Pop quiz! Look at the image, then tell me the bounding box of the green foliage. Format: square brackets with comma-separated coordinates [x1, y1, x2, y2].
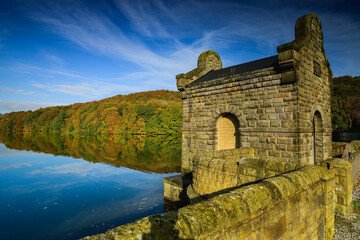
[331, 76, 360, 132]
[0, 90, 181, 135]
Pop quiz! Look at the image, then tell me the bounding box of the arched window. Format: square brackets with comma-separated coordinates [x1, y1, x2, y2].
[312, 111, 324, 165]
[216, 113, 240, 150]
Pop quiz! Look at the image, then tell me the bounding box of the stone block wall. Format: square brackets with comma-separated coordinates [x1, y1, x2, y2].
[323, 158, 353, 216]
[192, 148, 304, 195]
[182, 69, 298, 173]
[84, 166, 335, 240]
[348, 152, 360, 189]
[177, 14, 332, 174]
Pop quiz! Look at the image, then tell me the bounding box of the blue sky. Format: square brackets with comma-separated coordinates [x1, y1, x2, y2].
[0, 0, 360, 113]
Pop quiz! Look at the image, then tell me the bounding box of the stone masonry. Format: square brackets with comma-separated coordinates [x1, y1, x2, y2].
[176, 13, 332, 174]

========================================

What you have to do
Rewrite the rows above, starting with the row that contains "of the blue" and running through the last row, as a Markdown table with the columns Position and Text. Number each row and omit any blank lines.

Task answer
| Position | Text |
|---|---|
| 1 | Pop quiz! Look at the image, then tell me the bounding box of the blue sky. Format: square brackets with comma-separated coordinates [x1, y1, x2, y2]. |
| 2 | [0, 0, 360, 113] |
| 3 | Pop quiz! Look at the image, then tell me the bounding box of the stone masonry. Format: square brackets with comma-separated coordinates [x1, y1, x2, y2]. |
| 4 | [176, 13, 332, 174] |